Grupo de Estudos em Escrita Criativa – Agosto, 2017
Patricia Gonçalves Tenório
Em 19 de Agosto de 2017, expliquei para as minhas alunas/companheiras de estudo o porquê de trazer os assuntos estudados no doutorado em Escrita Criativa da PUCRS para as nossas aulas/encontros: para compartilhar com elas o meu aprendizado, e, juntas, ampliarmos nossos caminhos de escritoras/poetisas.
Na Newsletter de Agosto, 2017 encontramos diversos diálogos. E foi, a partir do livro-diálogo Portugueses do Brasil & Brasileiros de Portugal (2016), da jornalista, romancista portuguesa, e licenciada em Filologia Românica pela Faculdade de Letras da Universidade de Lisboa, Leonor Xavier (1943), que estou estudando para a disciplina Literatura Portuguesa, ministrada pelo Prof. Dr. Paulo Kralik, que iniciamos, eu e minhas alunas, a nossa aula.
Com dezenove entrevistas que remetem à época em que viveu no Brasil, Leonor nos brinda com depoimentos tais como os de Caetano Veloso, Carlos Drummond de Andrade, Fernanda Montenegro, Júlio Pomar, Marília Pêra, Ruth Escobar, sobre a relação de brasileiros com Portugal, de portugueses com o Brasil, e, principalmente, dos seus processos criativos. Trago ao centro um trecho do depoimento do filósofo, poeta e ensaísta George Agostinho Baptista da Silva (1906-1994), ou simplesmente Agostinho da Silva, nascido em Porto e falecido em Lisboa.

- Dados:

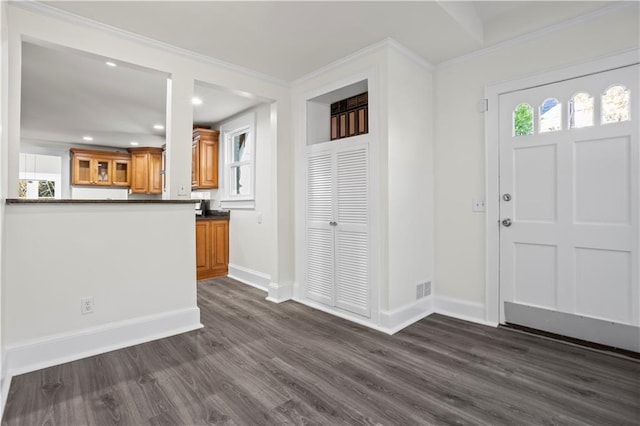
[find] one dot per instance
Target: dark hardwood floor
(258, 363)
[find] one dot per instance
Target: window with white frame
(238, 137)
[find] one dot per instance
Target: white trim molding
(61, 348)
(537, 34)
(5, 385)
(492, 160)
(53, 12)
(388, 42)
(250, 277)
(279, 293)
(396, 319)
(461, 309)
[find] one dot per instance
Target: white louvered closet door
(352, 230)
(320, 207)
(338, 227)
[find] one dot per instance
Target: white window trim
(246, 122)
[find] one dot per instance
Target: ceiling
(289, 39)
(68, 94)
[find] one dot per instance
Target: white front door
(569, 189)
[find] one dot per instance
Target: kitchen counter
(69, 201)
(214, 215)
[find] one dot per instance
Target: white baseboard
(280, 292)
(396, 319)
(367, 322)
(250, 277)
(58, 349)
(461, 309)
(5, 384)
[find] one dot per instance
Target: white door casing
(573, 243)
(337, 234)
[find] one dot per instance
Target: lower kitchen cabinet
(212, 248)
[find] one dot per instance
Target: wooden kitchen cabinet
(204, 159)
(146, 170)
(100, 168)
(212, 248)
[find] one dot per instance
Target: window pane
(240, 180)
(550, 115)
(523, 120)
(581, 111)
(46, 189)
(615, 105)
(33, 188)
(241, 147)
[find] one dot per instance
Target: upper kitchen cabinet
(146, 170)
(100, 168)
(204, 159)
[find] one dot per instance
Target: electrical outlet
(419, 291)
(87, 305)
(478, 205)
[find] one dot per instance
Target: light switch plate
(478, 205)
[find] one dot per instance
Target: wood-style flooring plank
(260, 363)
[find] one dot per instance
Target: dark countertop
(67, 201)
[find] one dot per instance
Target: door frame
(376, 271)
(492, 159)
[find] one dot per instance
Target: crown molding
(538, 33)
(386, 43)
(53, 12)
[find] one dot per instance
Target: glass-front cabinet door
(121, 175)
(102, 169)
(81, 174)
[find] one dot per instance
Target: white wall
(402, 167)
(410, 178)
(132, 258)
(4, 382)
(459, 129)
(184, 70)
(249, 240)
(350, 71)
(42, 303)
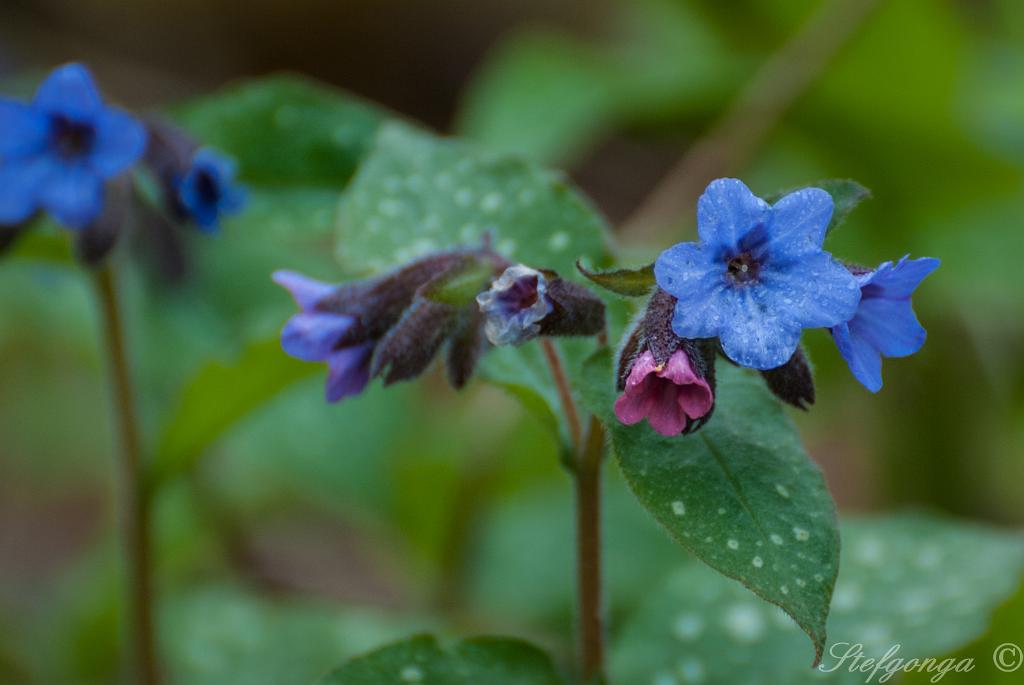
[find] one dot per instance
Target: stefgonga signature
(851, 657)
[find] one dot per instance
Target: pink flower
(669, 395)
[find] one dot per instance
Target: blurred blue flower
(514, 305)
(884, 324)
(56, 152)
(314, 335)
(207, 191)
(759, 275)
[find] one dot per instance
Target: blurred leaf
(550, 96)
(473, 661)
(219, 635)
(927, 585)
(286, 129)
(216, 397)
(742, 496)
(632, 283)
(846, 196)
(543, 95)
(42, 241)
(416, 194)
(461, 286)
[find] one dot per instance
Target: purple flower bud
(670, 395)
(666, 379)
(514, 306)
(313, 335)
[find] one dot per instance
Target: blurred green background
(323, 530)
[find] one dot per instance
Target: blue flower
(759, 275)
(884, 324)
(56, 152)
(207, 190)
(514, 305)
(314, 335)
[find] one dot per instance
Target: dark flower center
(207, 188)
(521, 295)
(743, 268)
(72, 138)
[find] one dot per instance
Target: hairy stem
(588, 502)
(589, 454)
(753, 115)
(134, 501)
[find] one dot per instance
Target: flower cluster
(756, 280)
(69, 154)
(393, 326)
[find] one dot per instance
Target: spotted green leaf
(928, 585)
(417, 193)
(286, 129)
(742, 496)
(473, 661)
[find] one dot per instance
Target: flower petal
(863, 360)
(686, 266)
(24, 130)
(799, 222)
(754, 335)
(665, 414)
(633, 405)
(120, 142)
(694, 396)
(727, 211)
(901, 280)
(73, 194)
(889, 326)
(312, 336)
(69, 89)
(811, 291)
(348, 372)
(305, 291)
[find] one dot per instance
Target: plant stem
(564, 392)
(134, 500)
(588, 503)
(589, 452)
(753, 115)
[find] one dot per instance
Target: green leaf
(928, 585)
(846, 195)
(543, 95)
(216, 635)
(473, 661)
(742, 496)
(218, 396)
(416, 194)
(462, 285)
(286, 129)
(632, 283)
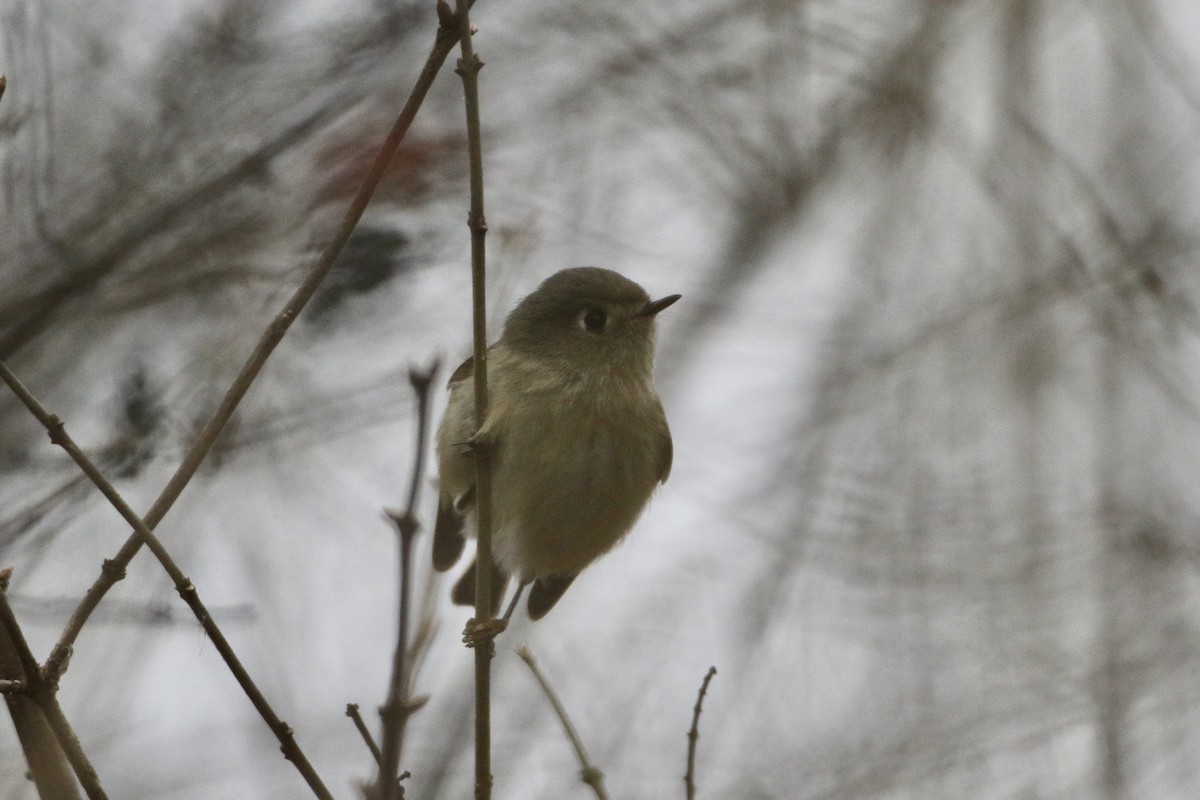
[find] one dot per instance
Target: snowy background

- Descrição da tarefa: Por favor, devolva sem alterações a parte do texto sobre o grupo de estudos em escrita criativa que começa nas palavras "Na Newsletter de" e termina logo depois de "a nossa aula.". Os registros não têm nenhuma relação com o texto.

- Resultado:
Na Newsletter de Agosto, 2017 encontramos diversos diálogos. E foi, a partir do livro-diálogo Portugueses do Brasil & Brasileiros de Portugal (2016), da jornalista, romancista portuguesa, e licenciada em Filologia Românica pela Faculdade de Letras da Universidade de Lisboa, Leonor Xavier (1943), que estou estudando para a disciplina Literatura Portuguesa, ministrada pelo Prof. Dr. Paulo Kralik, que iniciamos, eu e minhas alunas, a nossa aula.